WORK ORDER | Please restate the data exactly, from the first line to the last.

Natural language region descriptions |

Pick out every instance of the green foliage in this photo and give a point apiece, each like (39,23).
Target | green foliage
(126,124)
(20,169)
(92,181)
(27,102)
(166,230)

EXERCISE ANSWER |
Pick out every instance of the green foliage in this photo and give a point apiece, each like (39,23).
Target | green foliage
(126,124)
(20,169)
(92,181)
(27,102)
(166,230)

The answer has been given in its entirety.